BIO
John Hartwig (Elmhurst, Illinois, United States, 1964) completed a degree in chemistry at Princeton University, then went on to earn a PhD from the University of California, Berkeley in 1990. That same year he began a postdoctoral fellowship for the American Cancer Society at the Massachusetts Institute of Technology. He moved to Yale University in 1992, rising through the ranks to become Professor of Chemistry and finally Irénée DuPont Chair in Chemistry. In 2006, he joined the faculty at the University of Illinois-Champaign, where he was Kenneth L. Rinehart Jr. Professor of Chemistry until 2011. He then returned to U.C. Berkeley, where he is currently Henry Rapoport Professor of Chemistry. The author of over 400 papers, he has also garnered more than 98,000 citations, holds more than 20 patents and in 2010 published the book Organotransition Metal Chemistry – From Bonding to Catalysis.
CONTRIBUTION
The metal-based catalysts developed by John Hartwig have changed the way drugs are manufactured for conditions ranging from leukemia to HIV or depression. He has excelled in the development of homogeneous catalysis, in which both the catalyst and the molecules undergoing the chemical reaction are in the liquid phase, dissolved in a solution. This enables reactions to occur at relatively low temperatures and at very precise sites within the molecule.
Among the reactions Hartwig has focused on most are those occurring at the site of carbon-hydrogen bond cleavage, where the Berkeley chemist has developed catalysts that can help break the bond so it accommodates the desired chemical reaction. These catalysts have already been put to work in the production of a key compound for anti-cancer pharmaceuticals and another two against HIV. Another of the awardee’s lauded contributions concerns the formation of the carbon-nitrogen bond, thanks to a catalyst which has led to drugs for depression, HIV and hepatitis C. Hartwig has since turned his attention to the polymers making up the plastics we use daily, trying to deconstruct their bonds and isolate their components so that they can serve to recycle plastic in new ways.

-- ASSIGNMENT 1 --
Return the stretch of the Hartwig profile from "Among the reactions" through "in new ways.", word for word.
-- ASSIGNMENT 2 --
In one to three sentences, explain what the Hartwig profile says homogeneous catalysis makes possible and which feature of it allows this.
-- ASSIGNMENT 3 --
List every university or institute where the Hartwig profile says he studied or held a position.
Draw only on the profile of John Hartwig for what comes next.

Collection entries:
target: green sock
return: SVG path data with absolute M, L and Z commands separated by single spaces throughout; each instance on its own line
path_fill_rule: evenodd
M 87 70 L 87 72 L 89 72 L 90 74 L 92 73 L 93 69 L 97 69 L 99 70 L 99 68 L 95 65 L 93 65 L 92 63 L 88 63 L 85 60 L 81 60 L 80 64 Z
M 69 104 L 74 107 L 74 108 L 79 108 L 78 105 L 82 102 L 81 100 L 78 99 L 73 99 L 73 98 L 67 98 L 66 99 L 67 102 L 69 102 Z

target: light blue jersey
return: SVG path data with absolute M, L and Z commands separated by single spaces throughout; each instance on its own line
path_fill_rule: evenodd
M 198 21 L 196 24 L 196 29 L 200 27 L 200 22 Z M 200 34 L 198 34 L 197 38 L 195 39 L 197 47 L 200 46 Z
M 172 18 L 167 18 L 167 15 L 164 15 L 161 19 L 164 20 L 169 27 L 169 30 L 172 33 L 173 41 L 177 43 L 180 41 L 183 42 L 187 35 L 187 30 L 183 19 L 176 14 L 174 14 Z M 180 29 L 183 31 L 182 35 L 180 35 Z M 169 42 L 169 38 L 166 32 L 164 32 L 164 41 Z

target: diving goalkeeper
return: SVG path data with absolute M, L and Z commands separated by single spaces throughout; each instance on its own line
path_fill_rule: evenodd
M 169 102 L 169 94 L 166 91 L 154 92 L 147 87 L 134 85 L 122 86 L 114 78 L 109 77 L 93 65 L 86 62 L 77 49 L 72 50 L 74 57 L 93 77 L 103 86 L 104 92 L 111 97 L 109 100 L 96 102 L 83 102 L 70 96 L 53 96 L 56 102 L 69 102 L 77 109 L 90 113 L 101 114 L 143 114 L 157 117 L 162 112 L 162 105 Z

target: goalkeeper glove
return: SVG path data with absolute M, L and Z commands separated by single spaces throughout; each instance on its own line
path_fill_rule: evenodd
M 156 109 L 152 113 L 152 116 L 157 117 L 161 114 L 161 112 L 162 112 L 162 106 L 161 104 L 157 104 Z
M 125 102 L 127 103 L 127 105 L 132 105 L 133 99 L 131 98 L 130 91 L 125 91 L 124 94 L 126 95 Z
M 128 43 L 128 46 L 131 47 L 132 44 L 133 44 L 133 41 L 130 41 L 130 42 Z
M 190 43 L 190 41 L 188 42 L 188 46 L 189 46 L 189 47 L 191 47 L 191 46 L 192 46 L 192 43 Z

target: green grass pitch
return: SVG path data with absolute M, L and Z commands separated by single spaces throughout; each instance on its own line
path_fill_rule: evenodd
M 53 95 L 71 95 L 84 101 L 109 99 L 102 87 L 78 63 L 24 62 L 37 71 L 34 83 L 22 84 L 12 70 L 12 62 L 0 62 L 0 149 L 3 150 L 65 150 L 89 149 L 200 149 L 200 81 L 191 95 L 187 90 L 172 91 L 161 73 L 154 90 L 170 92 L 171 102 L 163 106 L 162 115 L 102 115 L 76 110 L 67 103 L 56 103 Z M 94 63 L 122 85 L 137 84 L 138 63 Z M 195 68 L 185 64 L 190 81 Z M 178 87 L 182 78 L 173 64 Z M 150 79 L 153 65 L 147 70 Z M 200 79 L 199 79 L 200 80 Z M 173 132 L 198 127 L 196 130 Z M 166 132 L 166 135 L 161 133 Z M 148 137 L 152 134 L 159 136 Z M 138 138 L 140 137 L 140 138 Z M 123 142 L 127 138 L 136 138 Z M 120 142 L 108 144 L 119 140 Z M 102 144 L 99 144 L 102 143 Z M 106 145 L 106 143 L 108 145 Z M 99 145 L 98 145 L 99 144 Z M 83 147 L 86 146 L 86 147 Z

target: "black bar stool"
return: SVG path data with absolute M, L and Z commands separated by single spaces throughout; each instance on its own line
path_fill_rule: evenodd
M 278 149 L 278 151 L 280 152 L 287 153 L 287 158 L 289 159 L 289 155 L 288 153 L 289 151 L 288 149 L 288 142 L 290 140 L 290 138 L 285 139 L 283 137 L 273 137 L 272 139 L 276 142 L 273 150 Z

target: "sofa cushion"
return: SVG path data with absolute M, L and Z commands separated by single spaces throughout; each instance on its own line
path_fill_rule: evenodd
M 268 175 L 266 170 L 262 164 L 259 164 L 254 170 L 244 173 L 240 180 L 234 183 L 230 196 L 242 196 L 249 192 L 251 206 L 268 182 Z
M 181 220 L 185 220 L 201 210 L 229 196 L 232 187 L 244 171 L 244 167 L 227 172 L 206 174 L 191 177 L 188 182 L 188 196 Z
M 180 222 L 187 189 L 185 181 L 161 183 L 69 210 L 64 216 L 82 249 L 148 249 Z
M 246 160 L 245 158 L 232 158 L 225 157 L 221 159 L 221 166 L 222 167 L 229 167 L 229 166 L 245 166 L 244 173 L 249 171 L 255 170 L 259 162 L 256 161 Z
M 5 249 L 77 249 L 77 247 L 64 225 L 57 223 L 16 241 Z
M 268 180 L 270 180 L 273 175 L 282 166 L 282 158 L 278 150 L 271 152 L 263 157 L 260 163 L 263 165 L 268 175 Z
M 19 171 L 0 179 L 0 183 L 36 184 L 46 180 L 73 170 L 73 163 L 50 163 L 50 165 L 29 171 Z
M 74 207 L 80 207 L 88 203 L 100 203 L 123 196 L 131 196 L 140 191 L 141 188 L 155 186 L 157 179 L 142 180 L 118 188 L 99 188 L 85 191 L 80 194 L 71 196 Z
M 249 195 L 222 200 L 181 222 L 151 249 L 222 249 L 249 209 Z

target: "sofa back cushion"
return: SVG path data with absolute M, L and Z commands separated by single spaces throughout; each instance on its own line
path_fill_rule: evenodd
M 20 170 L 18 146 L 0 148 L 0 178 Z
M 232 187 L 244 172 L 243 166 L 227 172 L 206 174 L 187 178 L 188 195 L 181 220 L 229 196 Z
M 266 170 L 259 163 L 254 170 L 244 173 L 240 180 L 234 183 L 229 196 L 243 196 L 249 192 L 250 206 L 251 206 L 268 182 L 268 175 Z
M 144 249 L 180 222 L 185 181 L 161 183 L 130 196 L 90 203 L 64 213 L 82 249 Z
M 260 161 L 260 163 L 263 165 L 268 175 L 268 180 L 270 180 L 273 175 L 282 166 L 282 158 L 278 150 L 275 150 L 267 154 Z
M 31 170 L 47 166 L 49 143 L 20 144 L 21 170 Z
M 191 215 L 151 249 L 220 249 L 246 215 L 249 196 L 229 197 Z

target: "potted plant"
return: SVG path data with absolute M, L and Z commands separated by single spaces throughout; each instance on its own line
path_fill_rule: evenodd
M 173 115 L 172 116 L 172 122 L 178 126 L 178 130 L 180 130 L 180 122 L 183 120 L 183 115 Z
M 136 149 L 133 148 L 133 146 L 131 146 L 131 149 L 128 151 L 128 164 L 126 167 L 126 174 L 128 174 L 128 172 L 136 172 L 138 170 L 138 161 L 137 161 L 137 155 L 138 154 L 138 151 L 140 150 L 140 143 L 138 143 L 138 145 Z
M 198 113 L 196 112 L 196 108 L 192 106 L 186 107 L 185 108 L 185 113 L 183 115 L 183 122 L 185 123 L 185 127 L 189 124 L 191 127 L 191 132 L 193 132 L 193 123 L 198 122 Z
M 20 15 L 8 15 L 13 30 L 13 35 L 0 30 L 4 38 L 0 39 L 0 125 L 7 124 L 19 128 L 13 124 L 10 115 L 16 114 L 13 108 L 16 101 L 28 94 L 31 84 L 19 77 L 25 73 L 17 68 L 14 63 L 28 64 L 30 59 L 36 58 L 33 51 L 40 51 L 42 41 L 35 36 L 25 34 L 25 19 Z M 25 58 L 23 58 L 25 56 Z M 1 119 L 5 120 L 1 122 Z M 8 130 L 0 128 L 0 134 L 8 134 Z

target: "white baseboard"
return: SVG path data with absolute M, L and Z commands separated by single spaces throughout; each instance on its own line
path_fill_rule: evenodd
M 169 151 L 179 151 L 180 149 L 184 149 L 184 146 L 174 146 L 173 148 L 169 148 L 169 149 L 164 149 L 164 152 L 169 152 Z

* * *

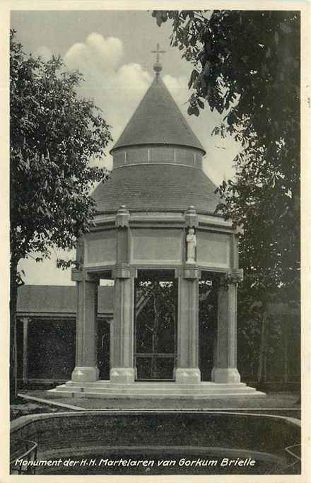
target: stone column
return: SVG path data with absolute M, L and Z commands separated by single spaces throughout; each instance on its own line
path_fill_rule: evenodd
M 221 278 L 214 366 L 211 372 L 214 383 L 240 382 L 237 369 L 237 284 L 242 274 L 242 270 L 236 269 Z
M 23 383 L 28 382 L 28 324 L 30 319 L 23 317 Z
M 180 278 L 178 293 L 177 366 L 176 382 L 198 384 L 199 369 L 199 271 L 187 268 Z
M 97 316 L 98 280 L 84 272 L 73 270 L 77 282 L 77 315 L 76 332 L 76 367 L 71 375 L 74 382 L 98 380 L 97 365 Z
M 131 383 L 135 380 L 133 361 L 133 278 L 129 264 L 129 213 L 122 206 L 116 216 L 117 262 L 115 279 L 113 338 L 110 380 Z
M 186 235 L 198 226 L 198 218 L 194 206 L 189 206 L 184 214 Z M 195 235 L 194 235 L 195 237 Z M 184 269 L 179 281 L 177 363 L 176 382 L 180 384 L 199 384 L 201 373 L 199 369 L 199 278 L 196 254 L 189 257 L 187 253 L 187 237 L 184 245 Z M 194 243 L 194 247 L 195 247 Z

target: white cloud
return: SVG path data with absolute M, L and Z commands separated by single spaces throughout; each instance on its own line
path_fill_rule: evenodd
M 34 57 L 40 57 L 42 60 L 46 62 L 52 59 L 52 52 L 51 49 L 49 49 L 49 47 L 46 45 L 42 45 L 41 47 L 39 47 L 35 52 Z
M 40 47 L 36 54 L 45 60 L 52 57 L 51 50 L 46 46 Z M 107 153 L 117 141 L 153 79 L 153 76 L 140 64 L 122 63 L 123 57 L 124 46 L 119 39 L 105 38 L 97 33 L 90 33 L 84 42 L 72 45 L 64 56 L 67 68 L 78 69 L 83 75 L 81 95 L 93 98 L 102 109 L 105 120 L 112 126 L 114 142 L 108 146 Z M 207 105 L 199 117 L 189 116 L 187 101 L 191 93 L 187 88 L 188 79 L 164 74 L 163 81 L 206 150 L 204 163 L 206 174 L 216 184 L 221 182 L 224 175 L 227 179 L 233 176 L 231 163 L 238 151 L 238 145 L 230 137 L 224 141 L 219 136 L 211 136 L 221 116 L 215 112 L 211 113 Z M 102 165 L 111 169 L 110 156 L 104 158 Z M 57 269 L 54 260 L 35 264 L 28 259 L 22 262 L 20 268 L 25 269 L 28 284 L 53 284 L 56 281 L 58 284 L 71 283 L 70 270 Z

...

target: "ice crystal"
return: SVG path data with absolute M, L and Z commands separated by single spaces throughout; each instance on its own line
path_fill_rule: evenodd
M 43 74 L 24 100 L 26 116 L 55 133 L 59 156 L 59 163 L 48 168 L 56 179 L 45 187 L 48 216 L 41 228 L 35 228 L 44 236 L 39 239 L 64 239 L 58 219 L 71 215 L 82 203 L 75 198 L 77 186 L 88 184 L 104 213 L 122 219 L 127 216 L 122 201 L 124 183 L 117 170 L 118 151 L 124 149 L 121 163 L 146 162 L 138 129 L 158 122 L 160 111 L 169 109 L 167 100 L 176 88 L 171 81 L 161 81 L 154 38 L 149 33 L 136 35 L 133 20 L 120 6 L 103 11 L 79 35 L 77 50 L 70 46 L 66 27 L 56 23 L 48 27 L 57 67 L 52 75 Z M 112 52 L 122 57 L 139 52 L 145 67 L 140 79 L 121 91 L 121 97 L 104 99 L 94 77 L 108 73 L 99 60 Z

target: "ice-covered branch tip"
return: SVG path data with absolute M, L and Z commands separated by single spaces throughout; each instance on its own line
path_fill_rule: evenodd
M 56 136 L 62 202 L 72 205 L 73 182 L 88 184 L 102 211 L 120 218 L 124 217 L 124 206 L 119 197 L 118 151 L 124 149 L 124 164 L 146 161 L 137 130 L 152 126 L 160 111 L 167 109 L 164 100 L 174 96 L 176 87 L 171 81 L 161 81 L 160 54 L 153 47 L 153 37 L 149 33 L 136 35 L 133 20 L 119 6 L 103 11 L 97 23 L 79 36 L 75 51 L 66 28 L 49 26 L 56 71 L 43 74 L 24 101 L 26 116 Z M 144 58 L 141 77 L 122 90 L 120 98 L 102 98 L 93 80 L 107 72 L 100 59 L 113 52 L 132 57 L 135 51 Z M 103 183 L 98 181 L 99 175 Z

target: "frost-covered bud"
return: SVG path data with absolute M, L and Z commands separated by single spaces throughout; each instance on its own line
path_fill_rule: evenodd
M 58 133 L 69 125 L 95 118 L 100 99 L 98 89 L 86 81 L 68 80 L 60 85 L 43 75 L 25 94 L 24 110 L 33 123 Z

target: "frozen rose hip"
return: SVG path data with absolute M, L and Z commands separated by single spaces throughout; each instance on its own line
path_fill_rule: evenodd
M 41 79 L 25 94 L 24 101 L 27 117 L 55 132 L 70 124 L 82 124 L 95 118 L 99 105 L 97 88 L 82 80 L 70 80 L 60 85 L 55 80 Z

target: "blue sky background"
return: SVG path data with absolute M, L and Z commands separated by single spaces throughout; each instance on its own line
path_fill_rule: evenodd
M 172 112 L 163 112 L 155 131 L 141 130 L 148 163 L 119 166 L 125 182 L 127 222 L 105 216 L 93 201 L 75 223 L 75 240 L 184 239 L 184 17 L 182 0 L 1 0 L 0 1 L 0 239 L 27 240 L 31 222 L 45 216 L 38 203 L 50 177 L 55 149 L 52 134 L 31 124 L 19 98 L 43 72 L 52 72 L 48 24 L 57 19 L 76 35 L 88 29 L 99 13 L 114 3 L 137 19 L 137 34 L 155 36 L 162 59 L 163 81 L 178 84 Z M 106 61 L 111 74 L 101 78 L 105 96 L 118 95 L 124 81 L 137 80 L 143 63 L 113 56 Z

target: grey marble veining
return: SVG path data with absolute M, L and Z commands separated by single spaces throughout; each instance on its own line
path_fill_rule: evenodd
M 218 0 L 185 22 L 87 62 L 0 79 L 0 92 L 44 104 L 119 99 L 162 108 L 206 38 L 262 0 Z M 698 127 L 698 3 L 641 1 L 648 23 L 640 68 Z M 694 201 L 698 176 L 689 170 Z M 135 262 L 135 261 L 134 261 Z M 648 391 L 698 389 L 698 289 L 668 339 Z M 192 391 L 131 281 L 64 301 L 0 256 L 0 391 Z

-- YOUR RESPONSE 1 --
Among the reactions Hartwig has focused on most are those occurring at the site of carbon-hydrogen bond cleavage, where the Berkeley chemist has developed catalysts that can help break the bond so it accommodates the desired chemical reaction. These catalysts have already been put to work in the production of a key compound for anti-cancer pharmaceuticals and another two against HIV. Another of the awardee’s lauded contributions concerns the formation of the carbon-nitrogen bond, thanks to a catalyst which has led to drugs for depression, HIV and hepatitis C. Hartwig has since turned his attention to the polymers making up the plastics we use daily, trying to deconstruct their bonds and isolate their components so that they can serve to recycle plastic in new ways.

-- YOUR RESPONSE 2 --
In homogeneous catalysis, both the catalyst and the molecules undergoing the reaction are in the liquid phase, dissolved in a solution. According to the profile, this allows reactions to occur at relatively low temperatures and at very precise sites within the molecule.

-- YOUR RESPONSE 3 --
Princeton University
University of California, Berkeley
Massachusetts Institute of Technology
Yale University
University of Illinois-Champaign